What the exercise asks = Give back the exact lines of the material below from the one containing "red dome cap." through the one containing "plant in background.", and no pictures.
:: Extracted records
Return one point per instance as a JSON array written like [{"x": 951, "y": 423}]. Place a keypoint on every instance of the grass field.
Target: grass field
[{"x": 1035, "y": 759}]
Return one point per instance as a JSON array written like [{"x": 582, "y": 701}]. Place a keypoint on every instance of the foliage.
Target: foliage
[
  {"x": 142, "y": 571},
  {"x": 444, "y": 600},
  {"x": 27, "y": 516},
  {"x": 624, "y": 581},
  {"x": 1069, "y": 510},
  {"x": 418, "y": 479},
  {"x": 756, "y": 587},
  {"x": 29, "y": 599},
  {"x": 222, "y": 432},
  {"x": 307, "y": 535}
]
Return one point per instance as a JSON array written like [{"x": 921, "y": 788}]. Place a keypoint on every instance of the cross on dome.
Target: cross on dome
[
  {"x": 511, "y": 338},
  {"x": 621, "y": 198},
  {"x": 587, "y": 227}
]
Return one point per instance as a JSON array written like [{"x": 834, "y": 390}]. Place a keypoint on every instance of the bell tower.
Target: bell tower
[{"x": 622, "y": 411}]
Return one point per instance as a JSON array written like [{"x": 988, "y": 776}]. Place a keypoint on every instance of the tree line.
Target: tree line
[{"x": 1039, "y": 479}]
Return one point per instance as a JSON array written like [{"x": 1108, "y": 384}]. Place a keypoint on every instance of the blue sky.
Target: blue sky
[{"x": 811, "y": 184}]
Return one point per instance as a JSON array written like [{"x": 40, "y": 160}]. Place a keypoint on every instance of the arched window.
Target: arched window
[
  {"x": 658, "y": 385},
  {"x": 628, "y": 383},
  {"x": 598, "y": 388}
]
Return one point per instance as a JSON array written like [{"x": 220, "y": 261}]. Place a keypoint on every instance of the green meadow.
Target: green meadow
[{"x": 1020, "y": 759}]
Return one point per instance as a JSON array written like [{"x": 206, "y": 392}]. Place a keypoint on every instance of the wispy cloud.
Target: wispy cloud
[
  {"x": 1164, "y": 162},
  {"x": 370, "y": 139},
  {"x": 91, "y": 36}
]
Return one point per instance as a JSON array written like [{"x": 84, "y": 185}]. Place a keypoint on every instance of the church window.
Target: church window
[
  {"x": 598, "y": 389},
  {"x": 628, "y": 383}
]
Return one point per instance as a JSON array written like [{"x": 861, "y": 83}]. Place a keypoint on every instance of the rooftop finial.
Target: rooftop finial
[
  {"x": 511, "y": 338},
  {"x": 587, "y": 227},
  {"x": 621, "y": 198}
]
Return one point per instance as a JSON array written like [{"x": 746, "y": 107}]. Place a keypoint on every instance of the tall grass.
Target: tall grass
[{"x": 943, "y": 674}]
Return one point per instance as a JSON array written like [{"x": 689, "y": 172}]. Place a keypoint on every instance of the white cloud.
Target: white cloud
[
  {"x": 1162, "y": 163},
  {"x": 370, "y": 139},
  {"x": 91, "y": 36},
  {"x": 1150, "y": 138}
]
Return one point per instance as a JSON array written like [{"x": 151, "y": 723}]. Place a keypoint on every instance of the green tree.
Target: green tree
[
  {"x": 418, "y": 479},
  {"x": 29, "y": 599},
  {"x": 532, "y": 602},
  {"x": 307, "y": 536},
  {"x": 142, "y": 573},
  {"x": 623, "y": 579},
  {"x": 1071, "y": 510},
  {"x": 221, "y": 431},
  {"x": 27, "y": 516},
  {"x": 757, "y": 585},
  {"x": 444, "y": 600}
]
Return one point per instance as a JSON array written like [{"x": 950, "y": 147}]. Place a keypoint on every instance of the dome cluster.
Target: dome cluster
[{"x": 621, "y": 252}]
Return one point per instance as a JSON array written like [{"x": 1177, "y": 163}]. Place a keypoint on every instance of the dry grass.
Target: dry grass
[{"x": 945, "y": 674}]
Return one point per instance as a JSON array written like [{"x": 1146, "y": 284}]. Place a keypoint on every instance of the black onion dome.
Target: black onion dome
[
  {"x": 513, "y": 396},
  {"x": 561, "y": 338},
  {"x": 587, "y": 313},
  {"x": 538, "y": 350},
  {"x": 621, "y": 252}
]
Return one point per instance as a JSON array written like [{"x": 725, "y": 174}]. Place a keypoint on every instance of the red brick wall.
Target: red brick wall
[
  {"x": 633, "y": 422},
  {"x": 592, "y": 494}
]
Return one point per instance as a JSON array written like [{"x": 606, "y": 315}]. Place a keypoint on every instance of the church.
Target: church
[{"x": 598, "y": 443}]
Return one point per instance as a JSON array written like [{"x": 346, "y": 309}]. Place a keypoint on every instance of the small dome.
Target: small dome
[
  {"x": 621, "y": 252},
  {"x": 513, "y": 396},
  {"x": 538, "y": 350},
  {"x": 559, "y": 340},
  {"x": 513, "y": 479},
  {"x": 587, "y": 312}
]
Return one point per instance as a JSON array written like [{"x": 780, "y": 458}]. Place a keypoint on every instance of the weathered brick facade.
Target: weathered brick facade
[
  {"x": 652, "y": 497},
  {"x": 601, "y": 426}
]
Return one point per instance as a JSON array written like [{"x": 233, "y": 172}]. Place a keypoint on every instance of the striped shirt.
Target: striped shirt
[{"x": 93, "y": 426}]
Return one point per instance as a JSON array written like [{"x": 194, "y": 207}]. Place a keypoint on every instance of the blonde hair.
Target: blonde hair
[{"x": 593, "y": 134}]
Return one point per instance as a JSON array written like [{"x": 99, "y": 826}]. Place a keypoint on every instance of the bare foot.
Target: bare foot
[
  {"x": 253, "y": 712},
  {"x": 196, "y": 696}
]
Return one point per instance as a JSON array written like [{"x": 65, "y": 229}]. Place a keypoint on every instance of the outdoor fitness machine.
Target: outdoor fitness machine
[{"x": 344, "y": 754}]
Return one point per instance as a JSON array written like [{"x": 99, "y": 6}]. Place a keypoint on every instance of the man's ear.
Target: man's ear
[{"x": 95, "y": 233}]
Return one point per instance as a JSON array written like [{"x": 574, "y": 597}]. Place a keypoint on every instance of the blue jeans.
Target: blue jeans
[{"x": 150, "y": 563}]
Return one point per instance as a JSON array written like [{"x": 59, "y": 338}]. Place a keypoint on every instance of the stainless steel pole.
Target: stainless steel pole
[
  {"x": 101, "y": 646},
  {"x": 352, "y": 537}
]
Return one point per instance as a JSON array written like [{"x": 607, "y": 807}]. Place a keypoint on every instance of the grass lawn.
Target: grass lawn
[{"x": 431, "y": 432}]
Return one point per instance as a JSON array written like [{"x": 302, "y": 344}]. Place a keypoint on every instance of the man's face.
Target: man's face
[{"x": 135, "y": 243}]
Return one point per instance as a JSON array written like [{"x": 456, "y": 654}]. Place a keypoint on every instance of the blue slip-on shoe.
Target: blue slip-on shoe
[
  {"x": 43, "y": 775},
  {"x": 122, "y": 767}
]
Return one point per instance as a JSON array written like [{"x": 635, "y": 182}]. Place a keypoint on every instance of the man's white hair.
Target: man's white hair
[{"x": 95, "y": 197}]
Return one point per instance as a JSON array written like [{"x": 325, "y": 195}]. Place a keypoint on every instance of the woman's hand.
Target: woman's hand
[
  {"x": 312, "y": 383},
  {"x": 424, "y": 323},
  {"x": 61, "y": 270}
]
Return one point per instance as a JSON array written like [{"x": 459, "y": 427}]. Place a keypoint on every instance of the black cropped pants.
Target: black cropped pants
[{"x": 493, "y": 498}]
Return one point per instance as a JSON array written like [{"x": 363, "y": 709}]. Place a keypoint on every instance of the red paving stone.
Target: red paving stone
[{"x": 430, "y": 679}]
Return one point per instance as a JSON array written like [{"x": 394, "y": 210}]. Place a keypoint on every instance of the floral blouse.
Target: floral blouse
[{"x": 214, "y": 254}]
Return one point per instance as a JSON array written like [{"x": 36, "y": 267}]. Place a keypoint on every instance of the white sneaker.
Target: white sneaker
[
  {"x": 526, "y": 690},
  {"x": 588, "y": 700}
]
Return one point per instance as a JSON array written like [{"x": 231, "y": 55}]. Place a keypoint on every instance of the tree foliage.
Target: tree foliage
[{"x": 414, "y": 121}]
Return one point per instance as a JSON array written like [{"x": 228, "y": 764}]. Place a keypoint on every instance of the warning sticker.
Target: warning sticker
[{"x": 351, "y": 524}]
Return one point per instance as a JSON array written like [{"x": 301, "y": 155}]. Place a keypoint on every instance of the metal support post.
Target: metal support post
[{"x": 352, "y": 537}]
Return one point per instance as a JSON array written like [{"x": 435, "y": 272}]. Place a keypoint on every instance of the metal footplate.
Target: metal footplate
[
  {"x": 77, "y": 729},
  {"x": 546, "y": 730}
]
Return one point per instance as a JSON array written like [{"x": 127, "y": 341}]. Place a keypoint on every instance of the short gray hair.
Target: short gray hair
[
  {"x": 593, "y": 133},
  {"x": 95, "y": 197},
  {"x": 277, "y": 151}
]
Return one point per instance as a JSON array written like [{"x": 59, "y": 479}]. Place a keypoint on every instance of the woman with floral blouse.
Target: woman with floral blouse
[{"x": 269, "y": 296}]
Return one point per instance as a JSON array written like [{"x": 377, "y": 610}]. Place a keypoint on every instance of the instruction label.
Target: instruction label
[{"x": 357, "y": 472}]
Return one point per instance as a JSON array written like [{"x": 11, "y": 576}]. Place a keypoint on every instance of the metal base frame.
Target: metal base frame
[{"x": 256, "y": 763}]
::::
:: Extracted records
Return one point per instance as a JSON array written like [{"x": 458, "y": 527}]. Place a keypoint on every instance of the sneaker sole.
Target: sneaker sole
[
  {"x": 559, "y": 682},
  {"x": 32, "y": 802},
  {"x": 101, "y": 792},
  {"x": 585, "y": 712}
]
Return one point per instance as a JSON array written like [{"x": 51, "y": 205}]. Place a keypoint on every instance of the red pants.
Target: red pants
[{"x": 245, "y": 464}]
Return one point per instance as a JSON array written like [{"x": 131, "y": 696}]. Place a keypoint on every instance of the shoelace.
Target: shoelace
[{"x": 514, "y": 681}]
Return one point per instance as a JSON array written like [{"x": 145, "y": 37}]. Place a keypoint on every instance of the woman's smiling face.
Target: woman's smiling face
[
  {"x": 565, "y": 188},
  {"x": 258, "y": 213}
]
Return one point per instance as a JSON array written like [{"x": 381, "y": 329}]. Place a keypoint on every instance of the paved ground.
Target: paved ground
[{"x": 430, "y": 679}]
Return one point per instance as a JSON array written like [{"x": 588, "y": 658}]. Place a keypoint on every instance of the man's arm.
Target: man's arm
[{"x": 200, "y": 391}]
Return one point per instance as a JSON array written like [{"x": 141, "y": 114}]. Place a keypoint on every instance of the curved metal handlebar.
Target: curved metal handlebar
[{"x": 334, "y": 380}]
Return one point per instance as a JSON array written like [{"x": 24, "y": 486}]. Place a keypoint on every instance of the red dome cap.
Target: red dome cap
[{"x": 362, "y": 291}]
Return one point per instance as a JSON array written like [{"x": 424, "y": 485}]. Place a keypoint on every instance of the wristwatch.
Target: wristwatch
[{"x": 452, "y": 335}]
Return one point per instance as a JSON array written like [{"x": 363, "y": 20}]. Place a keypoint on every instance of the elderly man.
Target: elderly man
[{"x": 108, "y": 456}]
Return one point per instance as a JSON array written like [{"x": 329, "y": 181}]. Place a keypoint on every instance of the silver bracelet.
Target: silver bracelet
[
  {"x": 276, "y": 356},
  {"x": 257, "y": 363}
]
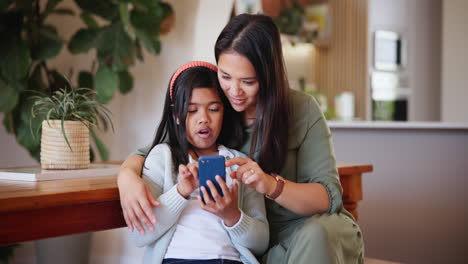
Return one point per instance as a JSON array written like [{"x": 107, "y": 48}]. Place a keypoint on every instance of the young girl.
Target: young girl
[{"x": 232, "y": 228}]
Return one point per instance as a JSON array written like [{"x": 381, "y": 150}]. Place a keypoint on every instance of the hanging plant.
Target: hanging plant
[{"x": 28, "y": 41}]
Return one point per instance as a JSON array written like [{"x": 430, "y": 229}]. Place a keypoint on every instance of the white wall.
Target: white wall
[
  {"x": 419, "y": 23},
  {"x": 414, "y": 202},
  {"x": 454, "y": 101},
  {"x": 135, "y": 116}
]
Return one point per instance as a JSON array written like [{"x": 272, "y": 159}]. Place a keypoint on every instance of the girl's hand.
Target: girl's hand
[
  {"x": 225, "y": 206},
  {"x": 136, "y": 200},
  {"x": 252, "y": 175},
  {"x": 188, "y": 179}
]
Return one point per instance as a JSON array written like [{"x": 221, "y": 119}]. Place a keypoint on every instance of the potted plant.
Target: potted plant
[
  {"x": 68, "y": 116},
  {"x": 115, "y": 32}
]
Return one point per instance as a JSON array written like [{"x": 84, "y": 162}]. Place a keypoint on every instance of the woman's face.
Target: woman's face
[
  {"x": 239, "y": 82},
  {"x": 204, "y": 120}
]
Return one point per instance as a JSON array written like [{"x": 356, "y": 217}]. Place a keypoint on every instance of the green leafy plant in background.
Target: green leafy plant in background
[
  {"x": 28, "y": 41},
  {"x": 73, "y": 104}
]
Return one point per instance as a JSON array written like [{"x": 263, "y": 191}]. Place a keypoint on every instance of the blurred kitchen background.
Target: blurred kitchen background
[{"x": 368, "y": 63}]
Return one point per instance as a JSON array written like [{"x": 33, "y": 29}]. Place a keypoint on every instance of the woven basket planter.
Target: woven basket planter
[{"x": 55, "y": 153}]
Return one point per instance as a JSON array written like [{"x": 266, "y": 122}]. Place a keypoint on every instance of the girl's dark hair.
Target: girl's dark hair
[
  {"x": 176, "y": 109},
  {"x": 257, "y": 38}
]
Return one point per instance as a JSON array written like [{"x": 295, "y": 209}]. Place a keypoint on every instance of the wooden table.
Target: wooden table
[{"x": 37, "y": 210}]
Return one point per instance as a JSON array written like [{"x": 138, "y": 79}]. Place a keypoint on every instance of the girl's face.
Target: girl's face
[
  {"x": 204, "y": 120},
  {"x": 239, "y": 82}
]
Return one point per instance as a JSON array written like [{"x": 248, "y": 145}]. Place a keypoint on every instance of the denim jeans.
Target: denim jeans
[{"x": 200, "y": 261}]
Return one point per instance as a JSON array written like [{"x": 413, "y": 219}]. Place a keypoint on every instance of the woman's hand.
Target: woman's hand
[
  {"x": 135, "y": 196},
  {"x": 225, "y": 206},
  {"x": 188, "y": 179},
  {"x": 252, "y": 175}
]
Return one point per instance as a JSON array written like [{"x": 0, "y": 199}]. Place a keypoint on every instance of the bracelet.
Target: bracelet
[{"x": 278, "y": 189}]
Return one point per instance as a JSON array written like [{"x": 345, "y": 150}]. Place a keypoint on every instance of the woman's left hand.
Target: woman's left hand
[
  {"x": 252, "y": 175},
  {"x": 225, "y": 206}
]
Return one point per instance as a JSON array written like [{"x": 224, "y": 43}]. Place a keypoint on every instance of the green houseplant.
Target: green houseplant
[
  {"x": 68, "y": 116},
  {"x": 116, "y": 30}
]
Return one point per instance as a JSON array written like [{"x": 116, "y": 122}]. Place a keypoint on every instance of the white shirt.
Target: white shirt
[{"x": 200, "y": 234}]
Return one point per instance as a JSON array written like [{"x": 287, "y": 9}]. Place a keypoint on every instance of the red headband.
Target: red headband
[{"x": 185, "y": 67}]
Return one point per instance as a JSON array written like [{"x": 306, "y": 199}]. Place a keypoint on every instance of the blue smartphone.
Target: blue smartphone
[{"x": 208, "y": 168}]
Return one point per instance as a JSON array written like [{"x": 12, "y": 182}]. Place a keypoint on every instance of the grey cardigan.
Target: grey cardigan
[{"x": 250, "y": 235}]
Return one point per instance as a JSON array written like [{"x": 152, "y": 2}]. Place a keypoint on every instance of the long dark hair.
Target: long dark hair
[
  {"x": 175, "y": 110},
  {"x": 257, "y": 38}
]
::::
Answer =
Return one point per instance as a JSON array written like [{"x": 24, "y": 486}]. Place a keypoint on every instance of the red dome cap.
Target: red dome cap
[{"x": 362, "y": 291}]
Return one point per instance as a JSON array written like [{"x": 424, "y": 485}]. Place a keypoint on every instance of the wristwatch.
Target: wristwatch
[{"x": 452, "y": 335}]
Return one point per instance as a JSON array written like [{"x": 363, "y": 20}]. Place a keypoint on every instance of the elderly man.
Target: elderly man
[{"x": 108, "y": 456}]
Return one point per instance as a JSON array written like [{"x": 329, "y": 181}]. Place a keypoint on every instance of the silver bracelet.
Target: silver bracelet
[
  {"x": 276, "y": 356},
  {"x": 257, "y": 363}
]
Return one point per instance as a JSON array written like [{"x": 107, "y": 48}]. Place a keypoint on every instance of the young girl.
Target: young girl
[{"x": 232, "y": 228}]
Return one point per instance as a JSON array written like [{"x": 381, "y": 150}]. Place a keypoint on every instance of the hanging plant.
Target: hanging plant
[{"x": 28, "y": 41}]
Return one point per instance as a JSON array written like [{"x": 430, "y": 229}]. Place a keypoint on every instance of the white wall.
Target: white wall
[
  {"x": 419, "y": 23},
  {"x": 414, "y": 202},
  {"x": 454, "y": 101},
  {"x": 135, "y": 116}
]
Return one point per instance as a JSON array written like [{"x": 272, "y": 159}]. Place a keypoint on every instance of the girl's hand.
Target: girl's hand
[
  {"x": 225, "y": 206},
  {"x": 136, "y": 200},
  {"x": 252, "y": 175},
  {"x": 188, "y": 179}
]
Return one point per instance as a JSON array written like [{"x": 221, "y": 119}]. Place a keypoint on every instance of the potted plant.
Target: potted plant
[
  {"x": 68, "y": 116},
  {"x": 115, "y": 32}
]
Return one point per instance as a JSON array written like [{"x": 84, "y": 162}]. Place a keypoint on every instance of the woman's face.
Target: woman's face
[
  {"x": 239, "y": 82},
  {"x": 204, "y": 120}
]
Return one point per instance as a JSON array written like [{"x": 356, "y": 217}]. Place a keypoint on every instance of the green leafy plant in background.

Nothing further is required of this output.